Return exactly the lines of the entries that start at the line containing "out like [348,115]." and continue to the last line. Omit the pictures.

begin

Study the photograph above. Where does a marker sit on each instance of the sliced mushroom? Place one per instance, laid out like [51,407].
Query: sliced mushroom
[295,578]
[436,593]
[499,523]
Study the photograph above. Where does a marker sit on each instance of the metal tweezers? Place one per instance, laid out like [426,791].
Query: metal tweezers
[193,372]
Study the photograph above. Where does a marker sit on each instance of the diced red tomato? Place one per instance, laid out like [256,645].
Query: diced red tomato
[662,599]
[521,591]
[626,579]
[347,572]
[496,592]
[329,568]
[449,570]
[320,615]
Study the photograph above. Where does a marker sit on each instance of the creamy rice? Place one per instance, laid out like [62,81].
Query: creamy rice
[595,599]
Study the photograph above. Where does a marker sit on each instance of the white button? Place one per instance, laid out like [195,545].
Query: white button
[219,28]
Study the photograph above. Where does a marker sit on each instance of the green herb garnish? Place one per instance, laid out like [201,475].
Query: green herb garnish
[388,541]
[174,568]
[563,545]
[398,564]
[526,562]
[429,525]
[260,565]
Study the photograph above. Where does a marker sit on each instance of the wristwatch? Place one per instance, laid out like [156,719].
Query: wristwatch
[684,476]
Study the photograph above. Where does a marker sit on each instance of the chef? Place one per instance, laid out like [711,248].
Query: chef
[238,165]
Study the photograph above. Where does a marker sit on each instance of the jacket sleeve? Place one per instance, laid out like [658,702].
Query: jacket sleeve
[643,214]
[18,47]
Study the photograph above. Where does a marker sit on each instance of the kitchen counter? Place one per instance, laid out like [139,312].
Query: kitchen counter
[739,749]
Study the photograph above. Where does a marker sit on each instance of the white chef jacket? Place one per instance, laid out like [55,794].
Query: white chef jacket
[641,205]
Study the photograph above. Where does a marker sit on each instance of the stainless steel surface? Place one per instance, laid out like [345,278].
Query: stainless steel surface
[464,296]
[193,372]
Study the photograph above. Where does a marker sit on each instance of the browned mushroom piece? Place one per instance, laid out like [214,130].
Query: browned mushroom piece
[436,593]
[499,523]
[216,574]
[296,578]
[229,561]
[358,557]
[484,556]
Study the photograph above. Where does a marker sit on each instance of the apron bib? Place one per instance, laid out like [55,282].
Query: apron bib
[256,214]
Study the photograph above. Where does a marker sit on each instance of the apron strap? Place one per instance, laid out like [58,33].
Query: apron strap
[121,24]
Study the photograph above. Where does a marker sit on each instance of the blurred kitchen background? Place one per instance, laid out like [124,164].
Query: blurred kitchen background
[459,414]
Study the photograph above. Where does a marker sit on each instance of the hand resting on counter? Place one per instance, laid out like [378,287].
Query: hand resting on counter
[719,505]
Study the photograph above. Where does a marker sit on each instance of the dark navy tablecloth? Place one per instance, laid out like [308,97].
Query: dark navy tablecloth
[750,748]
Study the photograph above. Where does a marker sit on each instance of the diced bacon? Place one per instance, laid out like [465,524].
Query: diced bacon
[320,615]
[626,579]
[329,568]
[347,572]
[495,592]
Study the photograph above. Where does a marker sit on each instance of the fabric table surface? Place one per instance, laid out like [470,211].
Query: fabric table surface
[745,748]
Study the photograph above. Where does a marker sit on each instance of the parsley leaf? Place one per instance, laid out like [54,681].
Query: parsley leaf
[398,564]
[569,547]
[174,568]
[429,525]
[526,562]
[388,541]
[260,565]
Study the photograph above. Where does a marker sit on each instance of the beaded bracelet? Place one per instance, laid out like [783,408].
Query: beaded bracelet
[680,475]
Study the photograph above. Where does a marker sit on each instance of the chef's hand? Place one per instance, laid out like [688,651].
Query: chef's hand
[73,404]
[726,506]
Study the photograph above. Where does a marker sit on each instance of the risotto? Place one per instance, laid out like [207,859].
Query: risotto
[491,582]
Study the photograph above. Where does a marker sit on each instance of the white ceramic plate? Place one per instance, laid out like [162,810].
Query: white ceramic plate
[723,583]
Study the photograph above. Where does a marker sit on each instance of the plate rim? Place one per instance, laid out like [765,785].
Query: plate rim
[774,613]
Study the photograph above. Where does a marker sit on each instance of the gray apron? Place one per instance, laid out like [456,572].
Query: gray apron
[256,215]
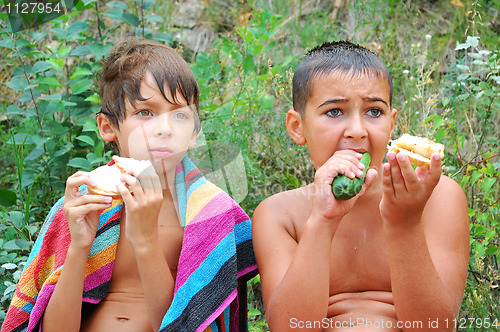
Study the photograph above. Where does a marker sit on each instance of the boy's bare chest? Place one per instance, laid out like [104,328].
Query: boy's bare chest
[359,260]
[125,270]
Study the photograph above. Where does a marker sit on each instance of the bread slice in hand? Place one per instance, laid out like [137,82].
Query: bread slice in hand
[418,149]
[106,177]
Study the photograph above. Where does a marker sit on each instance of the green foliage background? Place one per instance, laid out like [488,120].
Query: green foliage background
[443,56]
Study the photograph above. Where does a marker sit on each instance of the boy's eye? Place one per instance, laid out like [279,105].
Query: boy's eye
[375,112]
[144,113]
[333,113]
[180,116]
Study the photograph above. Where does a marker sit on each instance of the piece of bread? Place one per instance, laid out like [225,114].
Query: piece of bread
[418,149]
[106,177]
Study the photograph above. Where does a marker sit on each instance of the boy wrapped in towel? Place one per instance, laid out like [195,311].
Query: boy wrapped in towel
[171,254]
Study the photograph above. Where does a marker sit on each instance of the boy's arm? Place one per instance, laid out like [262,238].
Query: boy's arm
[63,312]
[143,210]
[427,242]
[295,277]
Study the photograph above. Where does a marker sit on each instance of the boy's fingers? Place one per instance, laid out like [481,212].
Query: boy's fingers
[387,185]
[408,174]
[434,173]
[124,191]
[396,176]
[82,210]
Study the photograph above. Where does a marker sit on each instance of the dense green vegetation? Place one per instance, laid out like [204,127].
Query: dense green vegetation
[443,56]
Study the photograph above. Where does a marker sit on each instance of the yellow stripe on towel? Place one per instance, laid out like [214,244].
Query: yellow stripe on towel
[199,199]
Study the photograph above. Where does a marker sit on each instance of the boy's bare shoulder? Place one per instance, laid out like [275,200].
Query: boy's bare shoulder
[286,209]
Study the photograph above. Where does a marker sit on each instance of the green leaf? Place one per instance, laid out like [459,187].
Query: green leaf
[56,64]
[41,66]
[153,18]
[77,27]
[81,86]
[18,84]
[130,19]
[114,14]
[254,312]
[492,250]
[50,80]
[81,72]
[487,184]
[117,4]
[7,197]
[86,139]
[476,175]
[15,110]
[248,64]
[64,51]
[80,163]
[94,99]
[99,50]
[164,37]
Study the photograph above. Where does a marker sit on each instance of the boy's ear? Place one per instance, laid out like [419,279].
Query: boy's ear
[295,127]
[394,112]
[106,128]
[192,142]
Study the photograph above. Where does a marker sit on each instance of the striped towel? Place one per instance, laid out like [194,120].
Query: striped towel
[216,251]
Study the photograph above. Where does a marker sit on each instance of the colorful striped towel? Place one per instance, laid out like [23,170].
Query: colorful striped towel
[216,251]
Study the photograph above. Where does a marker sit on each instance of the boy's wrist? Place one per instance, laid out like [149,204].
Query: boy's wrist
[78,251]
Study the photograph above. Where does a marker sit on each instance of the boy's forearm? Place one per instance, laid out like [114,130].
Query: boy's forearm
[419,293]
[303,292]
[63,312]
[157,281]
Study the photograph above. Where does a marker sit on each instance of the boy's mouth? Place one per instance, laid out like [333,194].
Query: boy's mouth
[360,150]
[160,152]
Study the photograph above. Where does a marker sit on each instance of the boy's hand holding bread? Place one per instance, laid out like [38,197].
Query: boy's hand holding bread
[406,191]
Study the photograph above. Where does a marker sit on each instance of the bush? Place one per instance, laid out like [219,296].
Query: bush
[446,87]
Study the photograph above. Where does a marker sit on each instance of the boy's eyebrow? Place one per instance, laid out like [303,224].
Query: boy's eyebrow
[342,99]
[333,101]
[375,99]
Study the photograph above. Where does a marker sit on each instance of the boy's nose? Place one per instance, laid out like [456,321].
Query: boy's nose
[355,128]
[162,126]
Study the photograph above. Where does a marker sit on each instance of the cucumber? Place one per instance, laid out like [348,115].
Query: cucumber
[344,188]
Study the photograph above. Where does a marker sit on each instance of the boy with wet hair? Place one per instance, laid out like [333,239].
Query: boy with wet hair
[395,256]
[170,253]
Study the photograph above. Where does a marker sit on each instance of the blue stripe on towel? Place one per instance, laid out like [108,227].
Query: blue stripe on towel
[243,231]
[200,277]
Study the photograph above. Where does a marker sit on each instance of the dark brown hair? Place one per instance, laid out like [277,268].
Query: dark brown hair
[341,56]
[123,71]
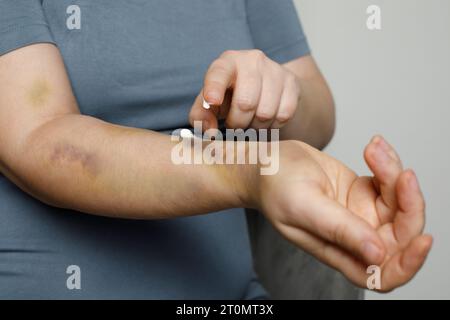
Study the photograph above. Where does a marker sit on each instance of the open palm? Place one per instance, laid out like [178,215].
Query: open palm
[336,211]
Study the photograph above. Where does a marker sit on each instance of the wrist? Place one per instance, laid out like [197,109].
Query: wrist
[241,180]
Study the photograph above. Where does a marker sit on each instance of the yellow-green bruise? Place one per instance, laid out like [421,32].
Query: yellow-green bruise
[39,93]
[70,155]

end

• [Solution to this task]
Study the photograph above. Where does a marker sit on each instance of the cucumber? Place one per instance, laid out like [348,115].
Query: cucumber
[344,188]
Study the photograph above. Where does a marker sit on each instance of the boy with wet hair? Place one per instance, laid out like [333,239].
Query: boy with wet hair
[395,256]
[170,253]
Study the photograph above. Where does a marker sit on each instance of the blue stripe on towel? Place one per instance, laid out like [108,227].
Query: blue stripe on towel
[243,231]
[200,277]
Study the photograph above. Where does a marker sit on each instance of the dark brown hair? Place one per instance, laid out like [277,268].
Query: dark brown hair
[341,56]
[123,71]
Study the photograph above. Where does a marker sit on each instance of the open palm? Place one per instance, laid out like [178,215].
Query: open palm
[336,211]
Study the photograph above. Where does a marker sit on each instance of the wrist? Place one per instance, laid out like [197,109].
Query: wrist
[241,180]
Study the photograph above. Where does a marker sit on each instance of the yellow-green bruise? Place one per instance, laid out like [421,32].
Query: yellow-green bruise
[39,93]
[70,155]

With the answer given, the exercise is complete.